TASK STATEMENT: Note each line of the entries that includes "stone". Then copy those lines.

Segment Start: DATA TO PROCESS

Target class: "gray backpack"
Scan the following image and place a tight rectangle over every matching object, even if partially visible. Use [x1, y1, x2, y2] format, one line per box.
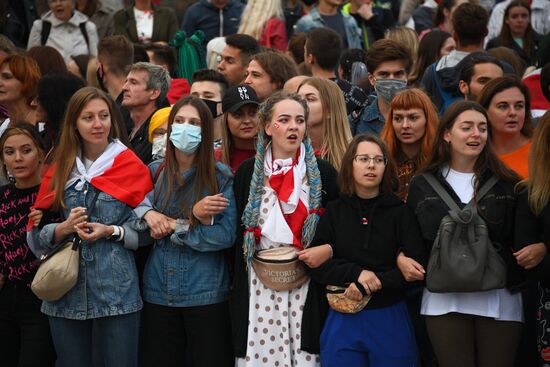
[423, 172, 507, 293]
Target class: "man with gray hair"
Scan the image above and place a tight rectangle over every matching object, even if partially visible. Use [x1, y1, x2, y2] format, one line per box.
[122, 62, 171, 164]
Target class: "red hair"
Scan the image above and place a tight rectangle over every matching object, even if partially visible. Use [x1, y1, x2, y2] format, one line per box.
[381, 88, 438, 169]
[0, 54, 41, 103]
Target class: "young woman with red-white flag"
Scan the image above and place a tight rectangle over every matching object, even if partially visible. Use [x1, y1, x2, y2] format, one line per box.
[135, 96, 237, 367]
[28, 87, 153, 367]
[230, 91, 339, 367]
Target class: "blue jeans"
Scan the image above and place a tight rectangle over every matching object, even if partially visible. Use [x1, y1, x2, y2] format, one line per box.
[48, 312, 140, 367]
[321, 301, 418, 367]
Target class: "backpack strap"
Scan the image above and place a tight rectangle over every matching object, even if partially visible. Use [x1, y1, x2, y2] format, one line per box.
[422, 172, 462, 213]
[423, 172, 500, 213]
[40, 20, 89, 53]
[79, 22, 90, 51]
[468, 175, 499, 207]
[41, 21, 52, 45]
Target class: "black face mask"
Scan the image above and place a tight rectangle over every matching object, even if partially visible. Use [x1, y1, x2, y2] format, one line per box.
[201, 98, 222, 118]
[96, 65, 108, 93]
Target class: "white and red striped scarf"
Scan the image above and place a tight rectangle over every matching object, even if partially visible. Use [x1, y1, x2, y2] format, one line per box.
[29, 139, 152, 230]
[261, 143, 309, 249]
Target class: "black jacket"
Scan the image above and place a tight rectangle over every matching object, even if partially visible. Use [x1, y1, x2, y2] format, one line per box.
[229, 157, 339, 358]
[309, 193, 426, 309]
[407, 169, 525, 290]
[1, 0, 38, 48]
[486, 33, 543, 68]
[129, 114, 153, 165]
[515, 189, 550, 286]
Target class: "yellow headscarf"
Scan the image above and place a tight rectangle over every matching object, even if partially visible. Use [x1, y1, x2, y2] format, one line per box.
[148, 107, 172, 143]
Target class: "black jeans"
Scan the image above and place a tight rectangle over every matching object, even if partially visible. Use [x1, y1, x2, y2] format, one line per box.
[0, 282, 56, 367]
[141, 301, 233, 367]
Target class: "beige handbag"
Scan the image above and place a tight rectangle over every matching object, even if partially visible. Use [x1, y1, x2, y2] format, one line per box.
[31, 239, 81, 301]
[31, 191, 99, 302]
[252, 246, 308, 291]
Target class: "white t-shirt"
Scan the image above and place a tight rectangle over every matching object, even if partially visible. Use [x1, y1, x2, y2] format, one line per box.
[134, 7, 153, 42]
[420, 167, 524, 322]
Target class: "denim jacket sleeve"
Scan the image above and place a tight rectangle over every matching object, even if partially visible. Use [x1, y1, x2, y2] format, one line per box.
[343, 13, 362, 49]
[34, 212, 146, 252]
[32, 185, 150, 253]
[171, 174, 237, 252]
[27, 222, 60, 259]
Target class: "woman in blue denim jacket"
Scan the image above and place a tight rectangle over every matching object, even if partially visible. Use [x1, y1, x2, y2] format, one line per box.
[136, 96, 237, 367]
[29, 87, 153, 367]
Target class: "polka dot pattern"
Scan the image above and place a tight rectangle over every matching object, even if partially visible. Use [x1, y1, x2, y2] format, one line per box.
[236, 187, 319, 367]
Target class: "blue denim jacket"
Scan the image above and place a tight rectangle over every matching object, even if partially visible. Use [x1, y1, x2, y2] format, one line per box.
[34, 182, 144, 320]
[351, 94, 386, 136]
[294, 6, 362, 49]
[135, 160, 237, 307]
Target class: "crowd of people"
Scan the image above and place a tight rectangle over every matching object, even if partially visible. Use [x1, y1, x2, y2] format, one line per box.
[0, 0, 549, 367]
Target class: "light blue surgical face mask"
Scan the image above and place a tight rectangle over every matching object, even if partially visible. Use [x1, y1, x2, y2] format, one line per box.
[169, 123, 202, 154]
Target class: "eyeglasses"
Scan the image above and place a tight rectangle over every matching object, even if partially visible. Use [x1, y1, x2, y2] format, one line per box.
[354, 155, 387, 166]
[48, 0, 70, 3]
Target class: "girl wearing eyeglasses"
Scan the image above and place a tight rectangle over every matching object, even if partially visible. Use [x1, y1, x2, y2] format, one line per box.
[308, 133, 426, 367]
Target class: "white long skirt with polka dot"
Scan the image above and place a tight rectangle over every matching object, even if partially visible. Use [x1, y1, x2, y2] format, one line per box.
[235, 269, 320, 367]
[236, 187, 320, 367]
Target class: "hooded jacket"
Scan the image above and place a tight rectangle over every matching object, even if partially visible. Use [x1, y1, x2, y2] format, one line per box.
[181, 0, 244, 45]
[420, 50, 470, 113]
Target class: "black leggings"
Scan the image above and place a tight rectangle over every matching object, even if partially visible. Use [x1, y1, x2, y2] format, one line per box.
[425, 312, 522, 367]
[0, 283, 56, 367]
[141, 301, 233, 367]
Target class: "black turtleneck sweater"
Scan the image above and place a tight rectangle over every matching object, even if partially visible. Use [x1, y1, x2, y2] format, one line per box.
[309, 193, 426, 309]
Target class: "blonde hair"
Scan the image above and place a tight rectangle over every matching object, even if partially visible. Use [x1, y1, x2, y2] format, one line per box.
[237, 0, 284, 40]
[298, 78, 352, 171]
[525, 111, 550, 214]
[385, 27, 419, 63]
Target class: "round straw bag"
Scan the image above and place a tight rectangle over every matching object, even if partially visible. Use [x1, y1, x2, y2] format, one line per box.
[326, 285, 371, 314]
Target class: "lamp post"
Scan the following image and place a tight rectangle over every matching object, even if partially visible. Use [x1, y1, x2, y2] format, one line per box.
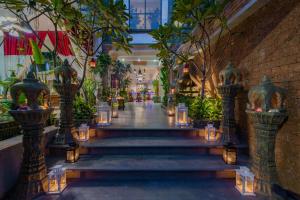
[246, 76, 287, 197]
[217, 63, 242, 144]
[53, 59, 78, 145]
[9, 70, 53, 200]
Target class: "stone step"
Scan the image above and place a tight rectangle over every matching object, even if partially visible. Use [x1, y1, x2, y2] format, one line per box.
[79, 137, 225, 156]
[94, 127, 199, 138]
[47, 155, 245, 181]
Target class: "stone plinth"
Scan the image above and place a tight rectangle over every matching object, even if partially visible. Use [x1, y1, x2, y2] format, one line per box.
[53, 60, 79, 145]
[9, 109, 52, 200]
[54, 84, 78, 144]
[217, 84, 242, 144]
[246, 110, 287, 196]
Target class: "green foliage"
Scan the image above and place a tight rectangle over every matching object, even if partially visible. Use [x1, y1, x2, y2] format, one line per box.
[190, 96, 222, 121]
[175, 93, 194, 112]
[160, 66, 169, 106]
[0, 71, 19, 98]
[112, 60, 132, 89]
[82, 78, 97, 106]
[92, 53, 112, 77]
[73, 96, 96, 122]
[152, 79, 159, 95]
[29, 39, 44, 65]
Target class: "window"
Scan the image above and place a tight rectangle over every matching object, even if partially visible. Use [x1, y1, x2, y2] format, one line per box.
[129, 0, 161, 31]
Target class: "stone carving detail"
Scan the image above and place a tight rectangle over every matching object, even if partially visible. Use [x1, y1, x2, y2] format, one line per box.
[217, 63, 242, 144]
[246, 76, 287, 197]
[248, 75, 286, 112]
[53, 59, 79, 145]
[219, 62, 241, 86]
[8, 69, 53, 200]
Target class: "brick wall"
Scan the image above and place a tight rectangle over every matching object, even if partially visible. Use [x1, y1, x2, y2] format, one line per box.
[212, 0, 300, 194]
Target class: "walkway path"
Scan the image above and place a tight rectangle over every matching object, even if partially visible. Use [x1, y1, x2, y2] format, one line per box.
[108, 102, 175, 129]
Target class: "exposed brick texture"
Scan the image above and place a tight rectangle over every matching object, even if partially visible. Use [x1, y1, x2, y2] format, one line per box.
[212, 0, 300, 194]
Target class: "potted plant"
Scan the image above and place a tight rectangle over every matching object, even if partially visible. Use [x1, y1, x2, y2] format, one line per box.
[190, 97, 222, 129]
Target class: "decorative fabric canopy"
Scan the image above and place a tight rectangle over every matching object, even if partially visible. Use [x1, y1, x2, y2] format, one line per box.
[4, 31, 73, 56]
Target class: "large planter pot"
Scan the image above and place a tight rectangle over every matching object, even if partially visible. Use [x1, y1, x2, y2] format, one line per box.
[0, 120, 20, 141]
[193, 119, 221, 129]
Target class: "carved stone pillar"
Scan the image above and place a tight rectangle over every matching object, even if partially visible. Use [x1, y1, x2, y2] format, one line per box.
[217, 63, 242, 144]
[53, 60, 79, 145]
[246, 76, 287, 197]
[9, 71, 52, 199]
[218, 84, 242, 144]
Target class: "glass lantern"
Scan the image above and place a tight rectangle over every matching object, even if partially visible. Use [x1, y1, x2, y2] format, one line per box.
[47, 165, 67, 194]
[205, 123, 218, 142]
[78, 124, 89, 142]
[111, 98, 119, 118]
[235, 166, 255, 196]
[223, 143, 237, 165]
[175, 103, 189, 127]
[66, 143, 79, 163]
[97, 102, 111, 126]
[167, 95, 175, 116]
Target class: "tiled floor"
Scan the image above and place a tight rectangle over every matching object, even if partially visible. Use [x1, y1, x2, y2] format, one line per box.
[107, 102, 178, 129]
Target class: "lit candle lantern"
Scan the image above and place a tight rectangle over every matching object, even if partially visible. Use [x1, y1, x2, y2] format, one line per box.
[175, 103, 189, 127]
[66, 143, 79, 163]
[78, 124, 89, 142]
[223, 143, 237, 165]
[111, 98, 119, 118]
[205, 123, 218, 142]
[235, 166, 255, 196]
[47, 165, 67, 194]
[89, 58, 96, 68]
[183, 64, 189, 74]
[167, 95, 175, 116]
[97, 102, 111, 126]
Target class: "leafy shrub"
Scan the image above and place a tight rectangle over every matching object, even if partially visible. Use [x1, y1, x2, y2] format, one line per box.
[73, 96, 96, 123]
[190, 97, 222, 121]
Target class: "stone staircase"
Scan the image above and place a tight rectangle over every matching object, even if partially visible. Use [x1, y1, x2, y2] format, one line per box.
[48, 127, 248, 182]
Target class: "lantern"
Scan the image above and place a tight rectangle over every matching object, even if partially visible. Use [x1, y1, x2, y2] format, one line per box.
[235, 167, 255, 196]
[183, 64, 189, 74]
[66, 143, 79, 163]
[223, 143, 237, 165]
[89, 58, 96, 68]
[175, 103, 189, 127]
[78, 124, 89, 142]
[111, 98, 119, 118]
[47, 165, 67, 194]
[167, 95, 175, 116]
[205, 123, 218, 142]
[97, 102, 111, 126]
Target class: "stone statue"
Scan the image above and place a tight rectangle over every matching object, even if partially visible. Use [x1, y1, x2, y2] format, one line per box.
[219, 62, 241, 86]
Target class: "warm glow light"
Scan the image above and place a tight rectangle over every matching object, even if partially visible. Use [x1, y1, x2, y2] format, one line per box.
[66, 144, 79, 163]
[175, 103, 189, 127]
[183, 64, 189, 74]
[78, 124, 90, 142]
[223, 143, 237, 165]
[48, 165, 67, 194]
[205, 123, 218, 142]
[89, 58, 96, 68]
[235, 167, 255, 196]
[97, 102, 111, 126]
[255, 107, 262, 112]
[111, 98, 119, 118]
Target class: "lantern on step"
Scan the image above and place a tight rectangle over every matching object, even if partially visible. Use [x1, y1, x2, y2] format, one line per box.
[111, 97, 119, 118]
[175, 103, 189, 127]
[66, 143, 79, 163]
[97, 102, 111, 126]
[223, 142, 237, 165]
[78, 124, 89, 142]
[235, 166, 255, 196]
[205, 123, 218, 142]
[47, 165, 67, 194]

Segment End: DATA TO PROCESS

RESULT BELOW:
Target class: "stone step"
Target class: "stone plinth"
Target class: "stone carving detail"
Target class: "carved stone pillar"
Target class: "stone staircase"
Target class: "stone statue"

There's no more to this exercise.